_RAW DATA_
--------------------
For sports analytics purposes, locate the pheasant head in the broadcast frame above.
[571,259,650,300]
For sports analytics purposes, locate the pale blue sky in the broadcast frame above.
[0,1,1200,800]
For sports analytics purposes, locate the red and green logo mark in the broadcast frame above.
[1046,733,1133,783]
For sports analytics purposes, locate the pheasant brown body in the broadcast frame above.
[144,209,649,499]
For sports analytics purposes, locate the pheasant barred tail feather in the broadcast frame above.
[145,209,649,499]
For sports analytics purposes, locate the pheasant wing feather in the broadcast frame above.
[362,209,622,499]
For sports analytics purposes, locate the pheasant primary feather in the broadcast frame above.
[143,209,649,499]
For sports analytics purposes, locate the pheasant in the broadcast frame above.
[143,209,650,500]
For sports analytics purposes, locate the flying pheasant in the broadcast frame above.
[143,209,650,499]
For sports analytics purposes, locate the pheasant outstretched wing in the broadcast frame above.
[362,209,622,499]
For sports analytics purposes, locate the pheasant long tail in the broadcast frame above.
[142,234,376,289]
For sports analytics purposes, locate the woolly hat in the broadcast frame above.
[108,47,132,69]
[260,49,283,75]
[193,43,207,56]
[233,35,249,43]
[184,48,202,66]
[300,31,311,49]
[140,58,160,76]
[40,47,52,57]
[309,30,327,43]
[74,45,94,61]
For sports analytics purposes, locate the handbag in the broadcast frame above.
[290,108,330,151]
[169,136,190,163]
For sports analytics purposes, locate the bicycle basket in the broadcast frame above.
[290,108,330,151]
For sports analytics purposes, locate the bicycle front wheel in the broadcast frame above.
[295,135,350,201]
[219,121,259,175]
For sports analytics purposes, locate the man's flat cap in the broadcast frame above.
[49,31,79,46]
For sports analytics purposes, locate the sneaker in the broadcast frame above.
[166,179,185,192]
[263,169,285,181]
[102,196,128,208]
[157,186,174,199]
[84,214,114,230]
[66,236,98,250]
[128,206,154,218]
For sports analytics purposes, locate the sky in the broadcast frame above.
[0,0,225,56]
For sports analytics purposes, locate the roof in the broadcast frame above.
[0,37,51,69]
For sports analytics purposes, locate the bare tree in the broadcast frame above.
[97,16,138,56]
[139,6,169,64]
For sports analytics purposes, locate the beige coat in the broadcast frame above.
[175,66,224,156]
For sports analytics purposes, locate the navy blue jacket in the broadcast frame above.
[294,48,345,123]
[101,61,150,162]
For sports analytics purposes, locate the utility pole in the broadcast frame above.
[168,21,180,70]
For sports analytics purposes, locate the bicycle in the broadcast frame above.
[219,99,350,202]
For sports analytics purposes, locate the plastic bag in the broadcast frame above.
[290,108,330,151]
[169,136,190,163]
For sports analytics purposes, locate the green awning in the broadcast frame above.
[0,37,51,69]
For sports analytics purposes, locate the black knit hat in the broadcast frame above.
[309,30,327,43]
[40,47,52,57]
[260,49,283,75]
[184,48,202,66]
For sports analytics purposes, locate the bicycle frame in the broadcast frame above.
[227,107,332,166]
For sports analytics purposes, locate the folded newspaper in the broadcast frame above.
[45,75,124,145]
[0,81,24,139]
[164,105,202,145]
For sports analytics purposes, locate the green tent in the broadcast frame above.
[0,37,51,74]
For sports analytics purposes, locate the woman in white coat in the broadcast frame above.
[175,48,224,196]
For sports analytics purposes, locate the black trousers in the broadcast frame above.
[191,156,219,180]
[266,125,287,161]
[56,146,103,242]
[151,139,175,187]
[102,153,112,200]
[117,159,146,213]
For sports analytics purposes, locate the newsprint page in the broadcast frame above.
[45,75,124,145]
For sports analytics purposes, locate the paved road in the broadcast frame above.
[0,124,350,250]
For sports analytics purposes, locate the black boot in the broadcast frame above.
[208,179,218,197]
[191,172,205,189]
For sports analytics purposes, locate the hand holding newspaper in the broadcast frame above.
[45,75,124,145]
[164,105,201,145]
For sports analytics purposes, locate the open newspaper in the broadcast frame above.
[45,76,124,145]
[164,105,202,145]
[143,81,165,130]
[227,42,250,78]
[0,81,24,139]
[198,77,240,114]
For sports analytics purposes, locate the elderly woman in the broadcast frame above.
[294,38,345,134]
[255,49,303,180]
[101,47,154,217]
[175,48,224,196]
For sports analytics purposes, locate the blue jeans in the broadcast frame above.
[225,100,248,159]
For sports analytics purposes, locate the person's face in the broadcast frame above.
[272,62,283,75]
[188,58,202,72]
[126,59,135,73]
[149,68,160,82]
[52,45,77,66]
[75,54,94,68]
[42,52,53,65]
--------------------
_YOUR INSTRUCTIONS_
Copy the items from the very beginning through the line containing "[0,1,1200,800]", inclusive, substituting "video frame" for "broadcast frame" and changing nothing else.

_THE OUTPUT_
For sports analytics purposes, locate the pheasant head in the video frame above.
[571,259,650,300]
For sports analytics purposes, locate the pale blue sky in the video frame above.
[0,1,1200,800]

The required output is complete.